Problems to solve —
1 - Decide whether each statement agrees with the passage on the Sussmann case, answering yes or no and quoting the words that settle it: (a) Bill Shipley is described as a former federal prosecutor. (b) Horowitz told Durham about the meeting. (c) Rodney Joffe is said to have close connections to the CIA.
2 - Please reproduce the passage on the Sussmann case word for word, from "Sussmann’s attorneys further" up to and including "Russia’s Alfa Bank.".

Quoted passage —
It isn’t known why Horowitz would have taken a personal meeting from Hillary Clinton’s campaign lawyer. According to Bill Shipley, a former federal prosecutor, “[y]ou don’t generally just call the IG and get a meeting with him personally.” It also isn’t clear why Horowitz chose not to inform Durham of the meeting—particularly as it pertained directly to information that Horowitz’s office had been specifically requested to relay to Durham’s special counsel probe.

Sussmann’s attorneys further informed Durham that the VPN information had come from Rodney Joffe, a computer expert with close connections to the FBI. This was another material fact that hadn’t been disclosed by Horowitz. Joffe is of great import to Durham’s case against Sussmann and to the wider investigation into the origins of the Russia collusion investigation, since he was alleged to have provided Sussmann with falsified data about contacts between the Trump Organization and Russia’s Alfa Bank.

Collected data entries —
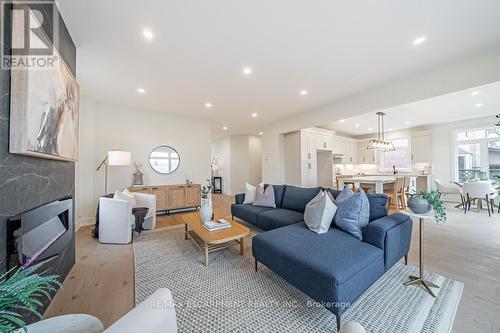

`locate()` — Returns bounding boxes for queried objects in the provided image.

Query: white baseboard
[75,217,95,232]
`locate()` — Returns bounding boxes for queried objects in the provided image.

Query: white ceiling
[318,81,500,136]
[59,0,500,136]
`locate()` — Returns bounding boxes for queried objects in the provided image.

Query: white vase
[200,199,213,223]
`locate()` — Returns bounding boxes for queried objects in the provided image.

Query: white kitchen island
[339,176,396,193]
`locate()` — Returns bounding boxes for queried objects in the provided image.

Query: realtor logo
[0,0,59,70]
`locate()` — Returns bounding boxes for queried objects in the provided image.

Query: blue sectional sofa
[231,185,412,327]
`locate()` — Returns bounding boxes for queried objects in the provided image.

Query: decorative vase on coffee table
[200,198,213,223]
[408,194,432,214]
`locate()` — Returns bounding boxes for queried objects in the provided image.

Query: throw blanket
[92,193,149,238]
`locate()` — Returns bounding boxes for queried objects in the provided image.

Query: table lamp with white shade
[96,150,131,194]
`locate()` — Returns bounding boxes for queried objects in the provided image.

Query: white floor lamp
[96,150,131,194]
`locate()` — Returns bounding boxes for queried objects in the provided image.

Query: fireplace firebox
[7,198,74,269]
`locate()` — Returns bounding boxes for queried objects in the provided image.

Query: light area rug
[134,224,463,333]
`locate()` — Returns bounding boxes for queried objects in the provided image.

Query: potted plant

Solutions per task —
1 -
(a) Yes: "a former federal prosecutor"
(b) No: "It also isn’t clear why Horowitz chose not to inform Durham of the meeting"
(c) No: "a computer expert with close connections to the FBI"

2 -
Sussmann’s attorneys further informed Durham that the VPN information had come from Rodney Joffe, a computer expert with close connections to the FBI. This was another material fact that hadn’t been disclosed by Horowitz. Joffe is of great import to Durham’s case against Sussmann and to the wider investigation into the origins of the Russia collusion investigation, since he was alleged to have provided Sussmann with falsified data about contacts between the Trump Organization and Russia’s Alfa Bank.